GIVEN PASSAGE.
We have a brief film of Snoozer playing solo in 1932, his hands graceful and fluid, but it is silent (as a footnote, the film was made by photographer-guitarist Charles Peterson, who gave us so much of the jazz world in still photographs):
Snoozer Quinn might have remained one of the most shadowy figures in jazz, an art form that has its share. And until recently, although the dozen recordings he made in 1948 were available on lp and CD, knowledge of him was scant.
Both he and his music deserved careful, deep, serious documentation. They have it now, splendidly, in this large-format book, 104 pages without filler or bloat:
Here is a comprehensive overview of this book. And, if you’re like me, whose immediate instinct was “How can I buy a copy?” visit here: you can purchase a paperback ($22.00) or an e-book ($14.99).
This book is extraordinarily satisfying: I am a severe reader and I stumbled over no flaws. Many jazz books of late are dense with theory and theorizing (we watch the author’s speculations about matters only tangentially related to music or biography overwhelm the presumed subject). Many are recyclings of others’ speculations or reminiscences. Ground well-and-thoroughly covered, leftovers presented as dinner, pick your metaphor. Given that, first-hand narrative about a figure who has been mysterious is precious, as is new information.
Perhaps you never thought your bookshelf needed a book all about Snoozer Quinn, but this one is entrancing, not only as his detailed portrait, but as a model of humane scholarship. It is candid and plain-spoken, full of surprises and anecdotes, stories from people who were there.
Here’s a quick tour. Katy Hobgood Ray, musician and deep researcher, is Snoozer Quinn’s great-great niece, which means that she knew of him in different contexts than even the most devoted jazz researcher would have. It also means that she has access to wonderful photos of Snoozer from the beginning to the end of his life, as well as the bands he played with. Those photographs, even without substantive text, would be an unequalled story of a life.

MATERIAL SHOWN.
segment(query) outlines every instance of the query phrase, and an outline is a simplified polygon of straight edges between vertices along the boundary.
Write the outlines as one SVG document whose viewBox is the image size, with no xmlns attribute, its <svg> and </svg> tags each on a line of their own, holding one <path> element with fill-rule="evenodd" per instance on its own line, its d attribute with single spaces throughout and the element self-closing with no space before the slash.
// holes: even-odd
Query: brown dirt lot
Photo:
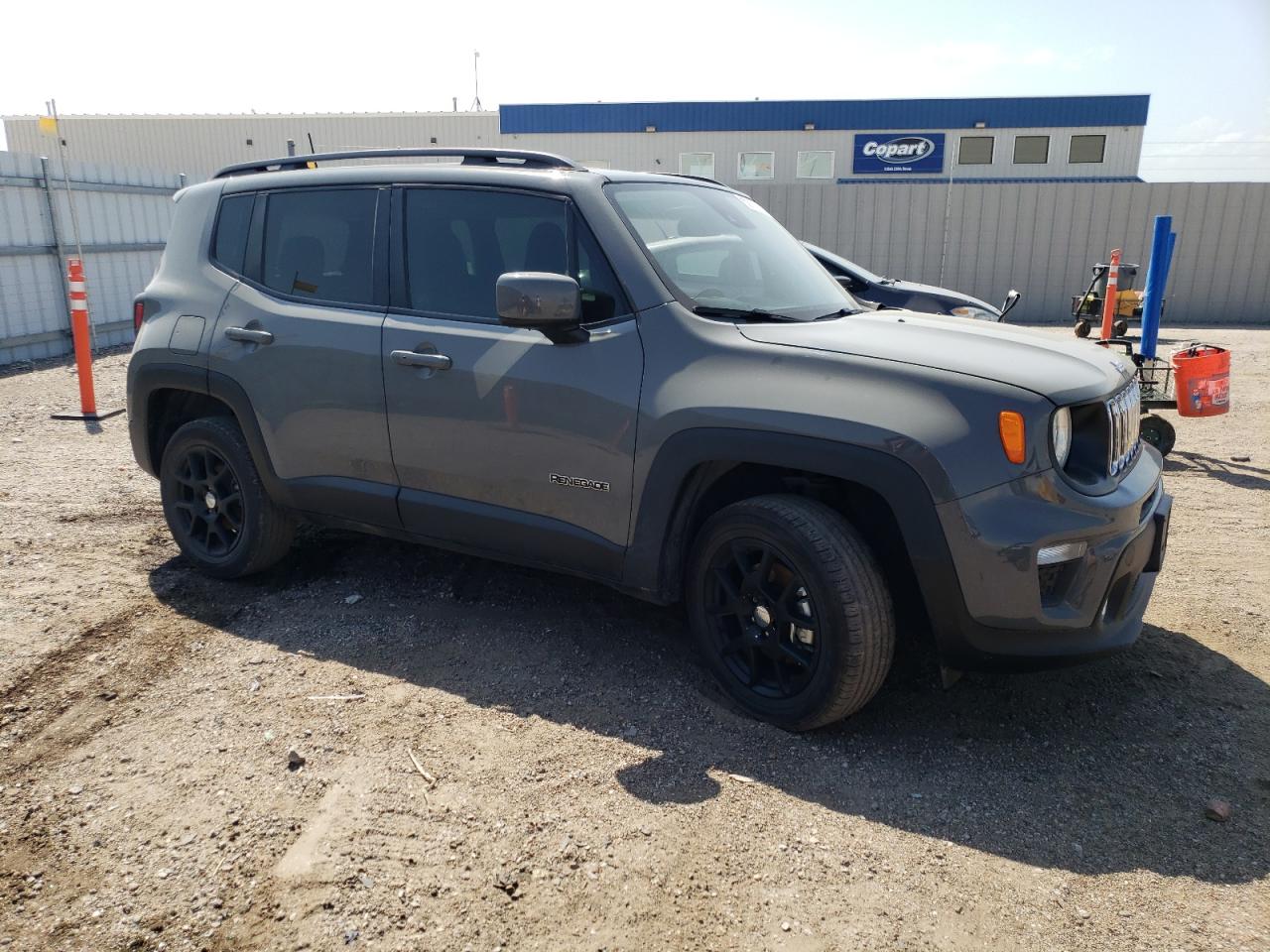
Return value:
<svg viewBox="0 0 1270 952">
<path fill-rule="evenodd" d="M 1234 410 L 1170 415 L 1140 641 L 949 691 L 916 651 L 804 736 L 597 585 L 329 532 L 196 576 L 124 418 L 0 378 L 0 943 L 1267 948 L 1270 331 L 1203 336 Z"/>
</svg>

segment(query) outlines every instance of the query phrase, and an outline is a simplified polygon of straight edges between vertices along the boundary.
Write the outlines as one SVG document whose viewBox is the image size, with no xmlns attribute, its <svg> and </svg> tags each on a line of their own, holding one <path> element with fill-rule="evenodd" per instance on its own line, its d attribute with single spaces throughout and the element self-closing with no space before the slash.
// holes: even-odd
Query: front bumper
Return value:
<svg viewBox="0 0 1270 952">
<path fill-rule="evenodd" d="M 1087 496 L 1053 470 L 939 506 L 964 611 L 932 619 L 945 665 L 1043 668 L 1125 647 L 1163 561 L 1172 498 L 1144 447 L 1120 485 Z M 1039 566 L 1038 551 L 1085 543 Z"/>
</svg>

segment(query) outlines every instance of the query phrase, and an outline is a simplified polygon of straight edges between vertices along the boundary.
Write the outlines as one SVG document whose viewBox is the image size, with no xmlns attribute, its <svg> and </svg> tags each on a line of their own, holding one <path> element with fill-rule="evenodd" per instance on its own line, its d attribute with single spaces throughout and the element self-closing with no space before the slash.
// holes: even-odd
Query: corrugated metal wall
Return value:
<svg viewBox="0 0 1270 952">
<path fill-rule="evenodd" d="M 794 99 L 686 103 L 502 105 L 503 132 L 658 129 L 918 129 L 1034 126 L 1146 126 L 1151 96 L 991 96 L 975 99 Z"/>
<path fill-rule="evenodd" d="M 179 179 L 85 162 L 70 162 L 67 173 L 94 343 L 128 343 L 132 297 L 159 265 Z M 62 274 L 74 235 L 61 166 L 0 152 L 0 366 L 70 352 Z"/>
<path fill-rule="evenodd" d="M 719 105 L 719 104 L 715 104 Z M 718 112 L 718 110 L 716 110 Z M 726 114 L 726 110 L 724 112 Z M 890 116 L 892 121 L 897 117 Z M 220 168 L 253 159 L 287 154 L 287 140 L 298 152 L 309 151 L 309 136 L 316 151 L 386 146 L 502 146 L 541 149 L 580 162 L 602 162 L 611 169 L 632 171 L 679 171 L 681 152 L 712 152 L 714 178 L 738 182 L 740 152 L 775 152 L 773 182 L 794 183 L 799 151 L 834 152 L 834 178 L 850 178 L 855 133 L 850 129 L 817 127 L 756 129 L 749 132 L 502 132 L 499 113 L 384 113 L 348 116 L 64 116 L 62 131 L 76 159 L 114 165 L 144 165 L 189 175 L 190 182 L 211 178 Z M 945 169 L 963 178 L 1062 178 L 1137 176 L 1142 154 L 1142 126 L 1039 126 L 994 124 L 987 129 L 939 124 L 872 126 L 862 132 L 944 132 L 947 137 Z M 42 136 L 36 119 L 5 119 L 9 147 L 19 152 L 51 149 L 53 140 Z M 1019 135 L 1049 136 L 1049 161 L 1044 165 L 1015 165 L 1013 142 Z M 1072 136 L 1105 135 L 1101 162 L 1068 162 Z M 991 165 L 951 165 L 960 136 L 992 136 L 996 140 Z M 250 145 L 248 142 L 250 141 Z M 876 173 L 872 174 L 876 178 Z M 919 175 L 907 178 L 922 178 Z M 829 180 L 810 182 L 832 187 Z"/>
<path fill-rule="evenodd" d="M 69 253 L 65 187 L 50 173 Z M 150 281 L 171 222 L 175 175 L 72 164 L 89 307 L 99 347 L 132 338 L 132 296 Z M 1024 294 L 1011 320 L 1066 321 L 1090 265 L 1121 248 L 1146 265 L 1152 220 L 1179 234 L 1166 321 L 1270 321 L 1270 184 L 761 184 L 744 190 L 801 239 L 893 277 L 992 302 Z M 0 364 L 70 349 L 64 263 L 36 156 L 0 152 Z M 945 249 L 945 211 L 947 242 Z M 941 274 L 942 265 L 942 274 Z M 1139 275 L 1139 287 L 1144 274 Z"/>
<path fill-rule="evenodd" d="M 999 303 L 1011 320 L 1066 321 L 1071 296 L 1113 248 L 1140 263 L 1144 287 L 1157 215 L 1173 216 L 1177 248 L 1166 321 L 1270 321 L 1270 184 L 1024 183 L 975 185 L 747 185 L 799 237 L 871 270 L 942 284 Z M 950 202 L 951 198 L 951 202 Z M 947 254 L 944 251 L 949 209 Z"/>
</svg>

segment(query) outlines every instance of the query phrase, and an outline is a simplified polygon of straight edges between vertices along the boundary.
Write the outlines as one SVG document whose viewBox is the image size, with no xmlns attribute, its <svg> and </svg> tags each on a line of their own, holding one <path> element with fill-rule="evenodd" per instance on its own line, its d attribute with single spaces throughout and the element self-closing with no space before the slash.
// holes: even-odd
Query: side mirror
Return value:
<svg viewBox="0 0 1270 952">
<path fill-rule="evenodd" d="M 582 291 L 566 274 L 508 272 L 495 289 L 498 320 L 509 327 L 533 327 L 552 340 L 578 330 Z"/>
</svg>

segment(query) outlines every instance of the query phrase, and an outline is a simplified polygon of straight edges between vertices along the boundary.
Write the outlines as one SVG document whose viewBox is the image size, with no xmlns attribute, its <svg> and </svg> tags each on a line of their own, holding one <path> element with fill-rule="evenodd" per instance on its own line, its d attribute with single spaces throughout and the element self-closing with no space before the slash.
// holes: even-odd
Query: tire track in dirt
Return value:
<svg viewBox="0 0 1270 952">
<path fill-rule="evenodd" d="M 180 661 L 202 630 L 138 599 L 44 656 L 0 693 L 5 715 L 22 726 L 22 737 L 0 754 L 5 774 L 18 778 L 37 763 L 56 763 L 108 727 Z"/>
</svg>

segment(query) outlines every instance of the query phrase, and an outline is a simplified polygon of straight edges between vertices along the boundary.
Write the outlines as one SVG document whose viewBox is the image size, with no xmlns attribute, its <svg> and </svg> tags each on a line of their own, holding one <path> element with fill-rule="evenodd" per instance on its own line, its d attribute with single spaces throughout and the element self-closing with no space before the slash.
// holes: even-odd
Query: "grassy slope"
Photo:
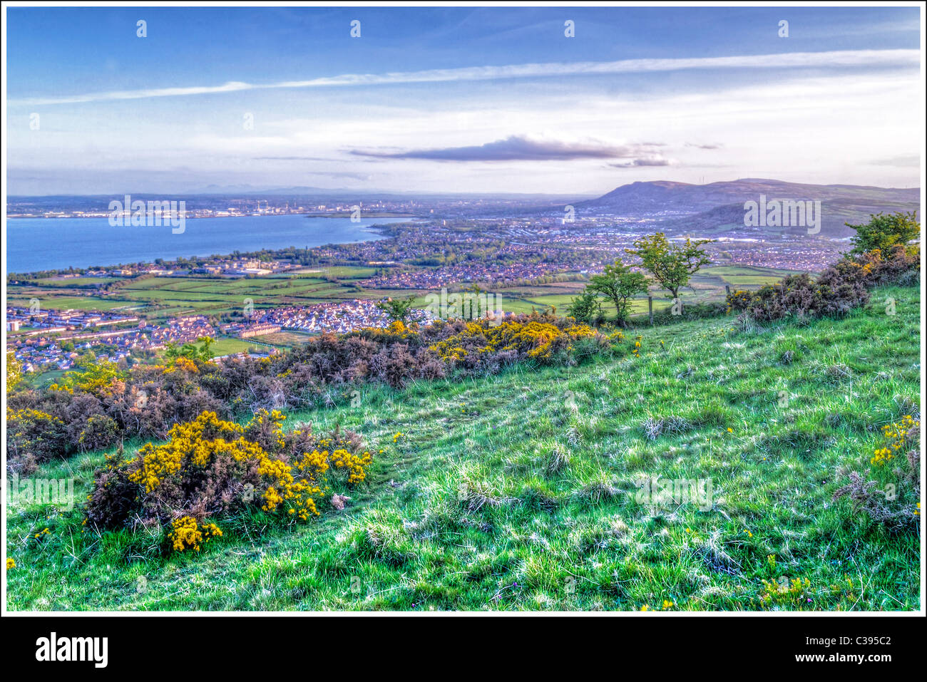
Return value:
<svg viewBox="0 0 927 682">
<path fill-rule="evenodd" d="M 360 407 L 297 415 L 386 450 L 345 512 L 220 520 L 200 554 L 162 558 L 144 534 L 82 535 L 79 509 L 11 507 L 8 608 L 753 610 L 762 579 L 785 575 L 810 581 L 803 608 L 916 609 L 919 539 L 831 496 L 839 463 L 867 470 L 878 426 L 919 411 L 919 309 L 918 290 L 885 289 L 840 321 L 682 322 L 644 331 L 640 359 L 368 387 Z M 690 426 L 645 436 L 670 415 Z M 74 475 L 83 499 L 101 461 L 40 475 Z M 637 504 L 635 481 L 656 474 L 711 477 L 714 509 Z"/>
</svg>

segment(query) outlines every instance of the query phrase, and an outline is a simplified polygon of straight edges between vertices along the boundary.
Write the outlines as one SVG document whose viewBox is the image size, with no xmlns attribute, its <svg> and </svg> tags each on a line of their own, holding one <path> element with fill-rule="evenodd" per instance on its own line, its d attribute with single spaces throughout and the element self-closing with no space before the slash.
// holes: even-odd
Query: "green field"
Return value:
<svg viewBox="0 0 927 682">
<path fill-rule="evenodd" d="M 321 272 L 317 272 L 321 271 Z M 45 308 L 101 310 L 125 309 L 153 321 L 189 314 L 222 316 L 240 312 L 250 300 L 255 308 L 306 306 L 350 298 L 384 298 L 387 297 L 417 297 L 415 305 L 425 307 L 428 292 L 408 289 L 359 290 L 356 283 L 375 273 L 374 268 L 319 267 L 277 273 L 256 279 L 222 277 L 155 277 L 126 283 L 121 288 L 100 294 L 81 288 L 90 280 L 111 282 L 112 278 L 83 278 L 60 280 L 56 287 L 19 284 L 9 287 L 11 305 L 28 306 L 36 297 Z M 716 266 L 697 273 L 691 287 L 683 290 L 683 303 L 704 303 L 723 300 L 725 284 L 731 289 L 756 289 L 777 281 L 789 271 L 751 266 Z M 337 278 L 331 282 L 326 278 Z M 88 280 L 83 283 L 83 280 Z M 51 284 L 52 280 L 42 280 Z M 73 286 L 69 288 L 68 284 Z M 566 312 L 567 306 L 585 286 L 584 282 L 565 282 L 527 286 L 502 287 L 493 292 L 499 297 L 503 310 L 530 312 L 548 306 Z M 651 288 L 654 310 L 668 306 L 665 292 Z M 605 306 L 610 313 L 609 306 Z M 633 304 L 635 314 L 647 311 L 646 297 Z"/>
<path fill-rule="evenodd" d="M 217 519 L 224 536 L 198 554 L 164 556 L 141 531 L 82 533 L 80 505 L 10 506 L 7 608 L 920 608 L 920 529 L 889 534 L 832 499 L 841 466 L 873 474 L 880 426 L 919 414 L 919 289 L 876 290 L 842 320 L 648 328 L 640 358 L 632 341 L 578 367 L 368 385 L 356 407 L 292 414 L 384 449 L 368 481 L 309 524 Z M 36 475 L 73 477 L 83 500 L 103 463 Z M 639 502 L 654 476 L 709 479 L 713 503 Z M 783 578 L 800 597 L 763 601 L 763 581 Z"/>
</svg>

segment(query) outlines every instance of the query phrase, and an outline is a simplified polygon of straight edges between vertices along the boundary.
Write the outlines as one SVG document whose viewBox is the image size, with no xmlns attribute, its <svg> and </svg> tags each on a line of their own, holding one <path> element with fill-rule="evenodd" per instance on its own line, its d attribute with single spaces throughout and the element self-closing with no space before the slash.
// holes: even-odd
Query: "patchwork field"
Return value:
<svg viewBox="0 0 927 682">
<path fill-rule="evenodd" d="M 870 458 L 880 427 L 918 415 L 919 311 L 918 288 L 883 288 L 842 320 L 684 322 L 642 330 L 639 358 L 632 336 L 578 367 L 362 387 L 286 423 L 354 429 L 379 452 L 343 512 L 238 516 L 165 556 L 154 536 L 85 527 L 80 504 L 18 503 L 7 606 L 916 610 L 920 528 L 889 532 L 833 493 L 842 467 L 893 480 Z M 105 454 L 36 475 L 73 477 L 83 500 Z M 708 479 L 713 500 L 641 501 L 657 476 Z"/>
</svg>

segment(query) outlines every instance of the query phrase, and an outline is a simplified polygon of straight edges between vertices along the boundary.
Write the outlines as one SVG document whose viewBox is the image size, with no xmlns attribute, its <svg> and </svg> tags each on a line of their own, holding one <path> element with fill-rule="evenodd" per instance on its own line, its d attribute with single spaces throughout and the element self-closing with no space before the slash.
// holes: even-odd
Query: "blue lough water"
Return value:
<svg viewBox="0 0 927 682">
<path fill-rule="evenodd" d="M 107 218 L 6 221 L 6 272 L 33 272 L 211 256 L 261 248 L 321 246 L 382 239 L 371 225 L 408 218 L 307 218 L 304 215 L 188 218 L 181 234 L 164 227 L 112 227 Z"/>
</svg>

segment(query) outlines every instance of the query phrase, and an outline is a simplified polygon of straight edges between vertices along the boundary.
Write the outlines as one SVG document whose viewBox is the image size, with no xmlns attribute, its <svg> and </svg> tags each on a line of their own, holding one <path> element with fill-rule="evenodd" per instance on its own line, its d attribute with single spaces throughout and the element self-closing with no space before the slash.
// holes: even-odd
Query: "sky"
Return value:
<svg viewBox="0 0 927 682">
<path fill-rule="evenodd" d="M 9 195 L 920 183 L 918 7 L 7 7 L 6 37 Z"/>
</svg>

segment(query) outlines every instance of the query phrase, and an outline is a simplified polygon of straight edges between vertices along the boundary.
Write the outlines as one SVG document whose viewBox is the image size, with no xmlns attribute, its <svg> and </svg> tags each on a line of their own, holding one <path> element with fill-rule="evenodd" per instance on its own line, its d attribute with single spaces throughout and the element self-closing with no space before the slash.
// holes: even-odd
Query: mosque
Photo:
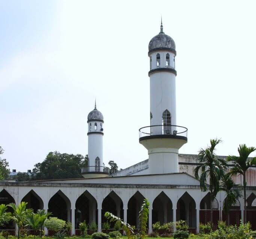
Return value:
<svg viewBox="0 0 256 239">
<path fill-rule="evenodd" d="M 0 182 L 1 203 L 21 201 L 36 211 L 44 209 L 54 216 L 72 223 L 72 235 L 79 233 L 78 224 L 94 221 L 102 231 L 105 212 L 110 211 L 137 227 L 143 200 L 150 203 L 148 232 L 152 224 L 186 221 L 190 231 L 199 232 L 199 223 L 210 221 L 210 199 L 193 176 L 198 165 L 197 156 L 179 154 L 187 142 L 187 129 L 176 122 L 174 41 L 163 32 L 153 37 L 148 45 L 150 63 L 150 125 L 139 130 L 139 142 L 147 150 L 148 159 L 111 175 L 103 162 L 103 117 L 97 109 L 88 116 L 88 167 L 83 177 L 27 182 Z M 221 156 L 225 158 L 225 156 Z M 232 167 L 232 165 L 231 165 Z M 256 230 L 256 168 L 247 172 L 247 220 Z M 240 176 L 234 179 L 241 183 Z M 219 192 L 213 202 L 214 224 L 226 217 L 222 209 L 225 194 Z M 244 217 L 241 198 L 231 211 L 231 223 Z M 3 229 L 15 233 L 9 223 Z M 50 235 L 45 229 L 46 235 Z"/>
</svg>

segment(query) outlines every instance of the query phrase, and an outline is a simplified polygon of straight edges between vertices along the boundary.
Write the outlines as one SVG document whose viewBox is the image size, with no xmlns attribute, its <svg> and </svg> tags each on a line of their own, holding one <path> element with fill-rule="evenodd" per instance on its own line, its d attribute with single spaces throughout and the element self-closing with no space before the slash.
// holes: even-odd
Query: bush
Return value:
<svg viewBox="0 0 256 239">
<path fill-rule="evenodd" d="M 89 225 L 89 229 L 93 232 L 97 231 L 98 229 L 98 226 L 95 221 L 91 221 Z"/>
<path fill-rule="evenodd" d="M 102 225 L 102 229 L 105 230 L 108 230 L 110 228 L 109 223 L 107 221 L 105 221 Z"/>
<path fill-rule="evenodd" d="M 59 232 L 55 234 L 54 237 L 57 239 L 63 239 L 65 235 L 65 233 L 63 232 Z"/>
<path fill-rule="evenodd" d="M 206 234 L 210 233 L 211 231 L 211 223 L 208 222 L 207 223 L 199 224 L 199 233 L 201 234 Z"/>
<path fill-rule="evenodd" d="M 122 236 L 122 235 L 119 231 L 113 231 L 108 233 L 109 236 L 112 238 L 116 238 Z"/>
<path fill-rule="evenodd" d="M 186 221 L 180 220 L 176 222 L 176 230 L 177 231 L 185 231 L 187 232 L 189 230 L 189 226 L 187 226 Z"/>
<path fill-rule="evenodd" d="M 121 223 L 119 221 L 117 221 L 114 225 L 114 230 L 115 231 L 120 231 L 121 230 Z"/>
<path fill-rule="evenodd" d="M 59 219 L 57 217 L 49 217 L 46 219 L 45 223 L 45 226 L 48 230 L 58 232 L 61 230 L 66 225 L 65 221 Z"/>
<path fill-rule="evenodd" d="M 108 239 L 109 236 L 103 232 L 94 232 L 91 235 L 93 239 Z"/>
<path fill-rule="evenodd" d="M 189 233 L 188 232 L 180 230 L 176 231 L 174 234 L 173 237 L 174 239 L 185 239 L 188 238 L 189 236 Z"/>
</svg>

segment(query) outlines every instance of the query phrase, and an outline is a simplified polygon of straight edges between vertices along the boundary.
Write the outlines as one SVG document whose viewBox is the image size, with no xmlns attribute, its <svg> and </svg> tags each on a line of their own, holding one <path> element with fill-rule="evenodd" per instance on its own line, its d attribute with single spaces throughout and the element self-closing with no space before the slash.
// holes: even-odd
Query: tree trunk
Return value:
<svg viewBox="0 0 256 239">
<path fill-rule="evenodd" d="M 244 223 L 246 223 L 247 221 L 246 213 L 246 178 L 245 172 L 243 175 L 243 177 L 244 184 Z"/>
</svg>

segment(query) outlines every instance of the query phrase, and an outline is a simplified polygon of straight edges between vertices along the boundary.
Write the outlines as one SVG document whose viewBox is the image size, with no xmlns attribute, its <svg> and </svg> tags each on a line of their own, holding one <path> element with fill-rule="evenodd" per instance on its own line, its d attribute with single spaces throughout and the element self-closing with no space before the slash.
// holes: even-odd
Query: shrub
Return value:
<svg viewBox="0 0 256 239">
<path fill-rule="evenodd" d="M 89 225 L 89 229 L 93 232 L 97 231 L 98 229 L 98 226 L 95 221 L 91 221 Z"/>
<path fill-rule="evenodd" d="M 109 236 L 112 238 L 116 238 L 122 236 L 121 234 L 118 231 L 113 231 L 108 233 Z"/>
<path fill-rule="evenodd" d="M 5 239 L 8 239 L 8 237 L 9 236 L 10 233 L 8 231 L 3 231 L 2 235 Z"/>
<path fill-rule="evenodd" d="M 185 231 L 187 232 L 189 230 L 189 226 L 187 226 L 186 221 L 180 220 L 176 222 L 176 229 L 177 231 Z"/>
<path fill-rule="evenodd" d="M 48 230 L 58 232 L 61 230 L 66 225 L 65 221 L 59 219 L 57 217 L 49 217 L 45 220 L 45 226 Z"/>
<path fill-rule="evenodd" d="M 186 231 L 180 230 L 176 231 L 174 234 L 173 237 L 174 239 L 185 239 L 188 238 L 189 236 L 189 233 Z"/>
<path fill-rule="evenodd" d="M 87 234 L 87 224 L 85 220 L 79 223 L 79 229 L 82 231 L 82 235 L 83 236 Z"/>
<path fill-rule="evenodd" d="M 199 224 L 199 233 L 201 234 L 205 234 L 210 233 L 211 231 L 211 223 L 208 222 L 207 223 Z"/>
<path fill-rule="evenodd" d="M 105 221 L 102 225 L 102 228 L 105 230 L 108 230 L 110 228 L 109 223 L 107 221 Z"/>
<path fill-rule="evenodd" d="M 119 221 L 117 221 L 114 225 L 114 230 L 115 231 L 120 231 L 121 229 L 121 223 Z"/>
<path fill-rule="evenodd" d="M 54 238 L 57 239 L 63 239 L 65 236 L 65 233 L 63 232 L 58 232 L 55 233 L 54 235 Z"/>
<path fill-rule="evenodd" d="M 94 232 L 91 235 L 93 239 L 108 239 L 109 236 L 103 232 Z"/>
</svg>

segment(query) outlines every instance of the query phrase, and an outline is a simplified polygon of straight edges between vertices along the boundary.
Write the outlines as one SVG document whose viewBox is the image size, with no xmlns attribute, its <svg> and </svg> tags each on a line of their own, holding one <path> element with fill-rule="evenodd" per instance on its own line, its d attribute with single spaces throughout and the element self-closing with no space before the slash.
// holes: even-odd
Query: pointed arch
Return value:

GIVEN REQUEST 1.
From the Snoozer Quinn book review, write out the part that opens with the words containing "Perhaps you never" and closes with "who were there.".
GIVEN REQUEST 2.
According to the Snoozer Quinn book review, how is Katy Hobgood Ray related to Snoozer Quinn?

FINAL RESULT 1.
Perhaps you never thought your bookshelf needed a book all about Snoozer Quinn, but this one is entrancing, not only as his detailed portrait, but as a model of humane scholarship. It is candid and plain-spoken, full of surprises and anecdotes, stories from people who were there.

FINAL RESULT 2.
She is his great-great niece.